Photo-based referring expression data
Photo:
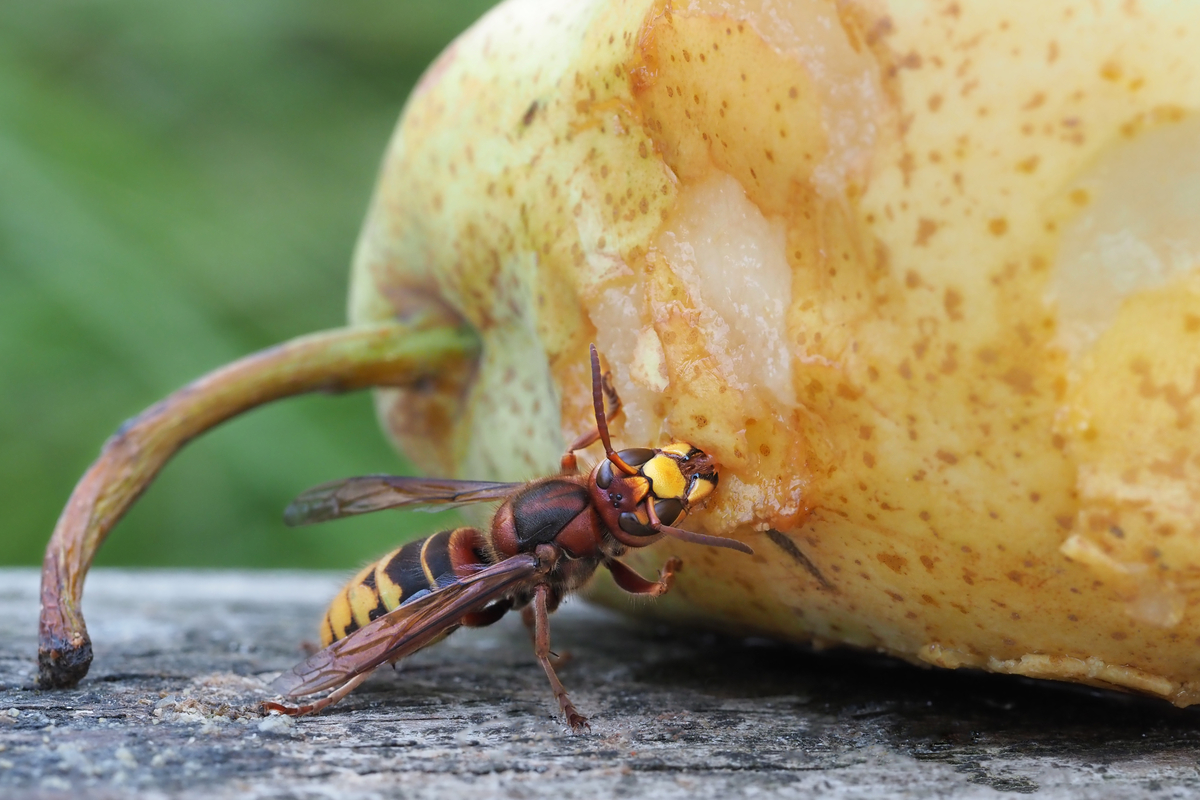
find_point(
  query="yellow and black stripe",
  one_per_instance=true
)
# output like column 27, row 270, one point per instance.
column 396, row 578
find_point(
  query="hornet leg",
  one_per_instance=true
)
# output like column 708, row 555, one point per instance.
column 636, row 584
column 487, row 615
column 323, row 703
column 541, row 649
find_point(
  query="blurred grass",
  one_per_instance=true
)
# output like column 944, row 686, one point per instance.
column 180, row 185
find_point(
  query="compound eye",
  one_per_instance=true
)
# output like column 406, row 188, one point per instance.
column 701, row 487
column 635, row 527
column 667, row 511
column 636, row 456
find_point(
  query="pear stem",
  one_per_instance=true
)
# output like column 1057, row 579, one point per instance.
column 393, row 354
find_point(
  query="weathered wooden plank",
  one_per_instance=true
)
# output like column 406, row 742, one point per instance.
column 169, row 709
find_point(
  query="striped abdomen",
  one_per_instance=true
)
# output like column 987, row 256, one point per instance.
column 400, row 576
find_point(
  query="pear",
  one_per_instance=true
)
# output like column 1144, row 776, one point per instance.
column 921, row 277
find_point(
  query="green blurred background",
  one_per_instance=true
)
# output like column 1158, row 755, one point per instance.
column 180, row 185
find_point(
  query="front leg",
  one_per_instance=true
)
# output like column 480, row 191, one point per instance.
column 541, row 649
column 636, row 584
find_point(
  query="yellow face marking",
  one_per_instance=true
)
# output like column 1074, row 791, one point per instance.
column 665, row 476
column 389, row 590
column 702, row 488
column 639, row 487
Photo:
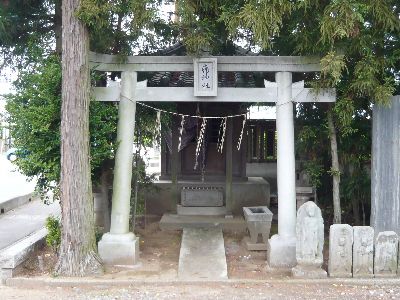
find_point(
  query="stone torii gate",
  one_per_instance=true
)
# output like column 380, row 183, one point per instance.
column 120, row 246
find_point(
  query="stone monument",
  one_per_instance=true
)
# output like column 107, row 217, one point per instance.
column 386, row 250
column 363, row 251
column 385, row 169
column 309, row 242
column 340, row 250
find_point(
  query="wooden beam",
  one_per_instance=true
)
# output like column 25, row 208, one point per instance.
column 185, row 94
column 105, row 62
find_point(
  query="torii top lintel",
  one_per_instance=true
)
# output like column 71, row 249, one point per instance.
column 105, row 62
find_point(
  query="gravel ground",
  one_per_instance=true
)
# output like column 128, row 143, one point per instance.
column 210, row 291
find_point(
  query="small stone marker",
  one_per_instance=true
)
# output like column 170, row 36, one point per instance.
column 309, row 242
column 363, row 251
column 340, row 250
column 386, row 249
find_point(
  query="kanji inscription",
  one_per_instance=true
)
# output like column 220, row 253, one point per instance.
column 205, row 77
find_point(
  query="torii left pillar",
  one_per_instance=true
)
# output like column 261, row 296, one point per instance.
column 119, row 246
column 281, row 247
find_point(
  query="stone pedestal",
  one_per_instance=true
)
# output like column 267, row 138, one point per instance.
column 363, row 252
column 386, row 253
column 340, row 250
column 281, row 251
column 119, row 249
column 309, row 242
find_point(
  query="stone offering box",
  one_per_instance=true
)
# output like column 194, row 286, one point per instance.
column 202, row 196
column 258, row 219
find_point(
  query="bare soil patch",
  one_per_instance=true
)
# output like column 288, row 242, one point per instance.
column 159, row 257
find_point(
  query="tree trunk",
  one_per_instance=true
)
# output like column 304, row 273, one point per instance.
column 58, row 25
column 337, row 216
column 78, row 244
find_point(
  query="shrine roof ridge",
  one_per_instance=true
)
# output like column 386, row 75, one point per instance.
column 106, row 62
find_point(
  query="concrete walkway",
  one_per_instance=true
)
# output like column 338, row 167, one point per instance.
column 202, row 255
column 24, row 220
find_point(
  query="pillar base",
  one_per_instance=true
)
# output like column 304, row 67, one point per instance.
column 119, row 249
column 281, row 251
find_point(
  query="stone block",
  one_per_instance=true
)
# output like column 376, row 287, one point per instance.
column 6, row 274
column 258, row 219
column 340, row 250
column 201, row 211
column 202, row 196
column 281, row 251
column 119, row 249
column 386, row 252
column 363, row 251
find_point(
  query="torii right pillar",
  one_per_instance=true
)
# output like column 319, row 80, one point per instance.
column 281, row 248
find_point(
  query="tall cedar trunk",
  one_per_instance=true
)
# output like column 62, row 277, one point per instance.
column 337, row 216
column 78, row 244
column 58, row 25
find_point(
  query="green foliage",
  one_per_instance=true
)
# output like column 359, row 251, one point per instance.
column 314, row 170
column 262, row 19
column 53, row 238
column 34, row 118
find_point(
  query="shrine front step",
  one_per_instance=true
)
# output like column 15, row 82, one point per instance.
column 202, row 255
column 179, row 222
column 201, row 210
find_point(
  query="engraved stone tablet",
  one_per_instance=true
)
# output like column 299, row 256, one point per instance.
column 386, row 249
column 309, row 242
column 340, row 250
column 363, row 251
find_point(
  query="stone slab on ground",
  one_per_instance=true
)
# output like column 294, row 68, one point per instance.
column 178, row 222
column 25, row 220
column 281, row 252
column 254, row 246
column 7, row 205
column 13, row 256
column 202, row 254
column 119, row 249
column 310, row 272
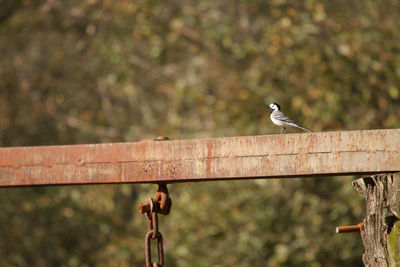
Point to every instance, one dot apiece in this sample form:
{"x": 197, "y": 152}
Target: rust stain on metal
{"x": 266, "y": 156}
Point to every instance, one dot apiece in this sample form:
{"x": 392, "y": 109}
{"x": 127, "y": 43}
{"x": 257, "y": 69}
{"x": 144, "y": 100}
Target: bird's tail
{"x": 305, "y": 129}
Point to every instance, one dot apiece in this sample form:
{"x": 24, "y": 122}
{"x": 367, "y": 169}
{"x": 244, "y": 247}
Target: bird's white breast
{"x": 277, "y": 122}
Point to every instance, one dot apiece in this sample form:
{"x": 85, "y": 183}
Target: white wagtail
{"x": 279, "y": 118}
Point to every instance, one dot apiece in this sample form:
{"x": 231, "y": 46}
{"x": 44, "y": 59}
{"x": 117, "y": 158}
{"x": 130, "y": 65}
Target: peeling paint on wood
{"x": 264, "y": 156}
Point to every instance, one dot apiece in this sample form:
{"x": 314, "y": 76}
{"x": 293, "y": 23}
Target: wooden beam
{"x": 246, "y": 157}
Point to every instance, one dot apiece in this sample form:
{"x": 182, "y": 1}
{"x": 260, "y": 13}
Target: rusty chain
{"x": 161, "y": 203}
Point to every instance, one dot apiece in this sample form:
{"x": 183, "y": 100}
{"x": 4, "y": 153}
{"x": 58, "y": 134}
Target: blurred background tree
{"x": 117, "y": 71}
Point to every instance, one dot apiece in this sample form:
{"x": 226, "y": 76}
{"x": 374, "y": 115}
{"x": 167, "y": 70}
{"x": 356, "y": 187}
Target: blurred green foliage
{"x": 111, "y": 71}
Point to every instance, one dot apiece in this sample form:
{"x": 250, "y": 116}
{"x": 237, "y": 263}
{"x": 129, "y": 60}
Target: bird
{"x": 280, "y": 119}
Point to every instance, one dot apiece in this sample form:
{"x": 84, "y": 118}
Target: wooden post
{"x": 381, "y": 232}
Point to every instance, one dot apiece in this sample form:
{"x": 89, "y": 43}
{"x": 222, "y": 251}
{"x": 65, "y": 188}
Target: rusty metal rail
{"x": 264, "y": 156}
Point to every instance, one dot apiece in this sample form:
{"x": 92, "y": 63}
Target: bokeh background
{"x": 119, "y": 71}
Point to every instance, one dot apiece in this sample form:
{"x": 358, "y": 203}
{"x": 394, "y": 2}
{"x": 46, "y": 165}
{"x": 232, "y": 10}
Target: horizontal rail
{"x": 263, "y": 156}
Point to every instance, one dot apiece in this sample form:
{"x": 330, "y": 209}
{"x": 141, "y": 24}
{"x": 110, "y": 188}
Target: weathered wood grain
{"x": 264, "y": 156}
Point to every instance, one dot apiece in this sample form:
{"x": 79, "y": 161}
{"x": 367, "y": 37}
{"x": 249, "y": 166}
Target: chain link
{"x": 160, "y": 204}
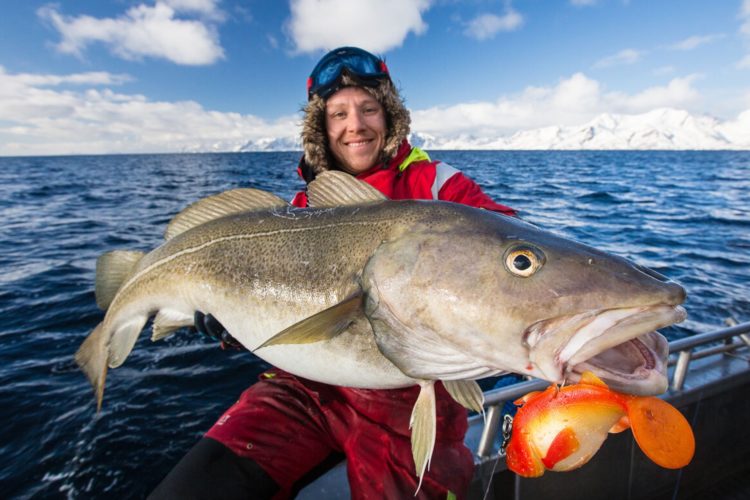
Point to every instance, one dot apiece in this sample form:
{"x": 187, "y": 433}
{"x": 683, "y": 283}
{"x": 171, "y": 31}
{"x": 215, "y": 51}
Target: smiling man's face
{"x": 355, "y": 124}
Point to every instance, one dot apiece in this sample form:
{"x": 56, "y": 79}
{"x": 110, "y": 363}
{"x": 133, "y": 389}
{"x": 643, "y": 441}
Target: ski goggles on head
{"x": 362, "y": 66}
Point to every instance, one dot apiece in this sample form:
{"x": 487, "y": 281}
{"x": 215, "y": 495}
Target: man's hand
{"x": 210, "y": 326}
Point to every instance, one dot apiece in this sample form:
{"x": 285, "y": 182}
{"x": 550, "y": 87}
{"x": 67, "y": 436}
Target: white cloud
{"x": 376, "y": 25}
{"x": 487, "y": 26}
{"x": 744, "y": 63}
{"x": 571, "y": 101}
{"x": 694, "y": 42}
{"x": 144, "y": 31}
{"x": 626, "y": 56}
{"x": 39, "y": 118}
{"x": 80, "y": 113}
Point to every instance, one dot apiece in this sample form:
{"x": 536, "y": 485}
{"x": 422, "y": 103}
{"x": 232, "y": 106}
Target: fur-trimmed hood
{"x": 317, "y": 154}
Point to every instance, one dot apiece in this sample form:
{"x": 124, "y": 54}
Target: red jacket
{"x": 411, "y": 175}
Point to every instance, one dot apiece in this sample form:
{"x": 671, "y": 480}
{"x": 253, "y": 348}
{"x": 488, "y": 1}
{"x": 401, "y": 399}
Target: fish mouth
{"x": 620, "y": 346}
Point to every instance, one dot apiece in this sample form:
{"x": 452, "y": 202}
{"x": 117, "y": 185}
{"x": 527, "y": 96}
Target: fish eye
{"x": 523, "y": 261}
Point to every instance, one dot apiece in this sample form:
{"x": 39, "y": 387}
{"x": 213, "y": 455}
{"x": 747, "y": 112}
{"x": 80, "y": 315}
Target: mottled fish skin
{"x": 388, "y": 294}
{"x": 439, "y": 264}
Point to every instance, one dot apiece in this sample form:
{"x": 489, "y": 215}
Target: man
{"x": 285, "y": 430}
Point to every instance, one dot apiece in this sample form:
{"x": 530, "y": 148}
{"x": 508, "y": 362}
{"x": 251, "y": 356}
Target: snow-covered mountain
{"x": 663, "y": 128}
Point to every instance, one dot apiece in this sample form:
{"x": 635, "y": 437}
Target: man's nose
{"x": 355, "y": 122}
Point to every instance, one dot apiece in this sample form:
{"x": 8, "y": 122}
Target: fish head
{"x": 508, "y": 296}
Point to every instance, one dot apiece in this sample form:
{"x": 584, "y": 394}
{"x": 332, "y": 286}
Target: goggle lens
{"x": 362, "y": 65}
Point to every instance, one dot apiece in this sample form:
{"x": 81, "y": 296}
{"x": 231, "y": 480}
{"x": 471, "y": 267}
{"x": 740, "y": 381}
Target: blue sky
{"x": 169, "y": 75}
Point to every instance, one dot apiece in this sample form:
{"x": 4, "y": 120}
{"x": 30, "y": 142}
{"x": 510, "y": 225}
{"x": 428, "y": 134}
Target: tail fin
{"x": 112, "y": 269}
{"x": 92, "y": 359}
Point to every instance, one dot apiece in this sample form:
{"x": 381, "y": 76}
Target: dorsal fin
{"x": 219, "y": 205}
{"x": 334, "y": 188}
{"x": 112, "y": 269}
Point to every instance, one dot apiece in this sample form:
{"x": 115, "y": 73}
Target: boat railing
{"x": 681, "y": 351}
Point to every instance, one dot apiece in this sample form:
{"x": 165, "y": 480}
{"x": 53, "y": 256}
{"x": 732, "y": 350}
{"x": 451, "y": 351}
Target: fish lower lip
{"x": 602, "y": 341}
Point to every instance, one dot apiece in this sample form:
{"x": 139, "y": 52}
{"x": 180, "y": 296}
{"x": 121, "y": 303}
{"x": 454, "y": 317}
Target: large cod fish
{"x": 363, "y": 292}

» WHAT THE EXERCISE ASKS
Lines from the entries that contain the word "trunk" are what the answer must hold.

» THE ANSWER
  query="tree trunk",
  query="tall cedar trunk",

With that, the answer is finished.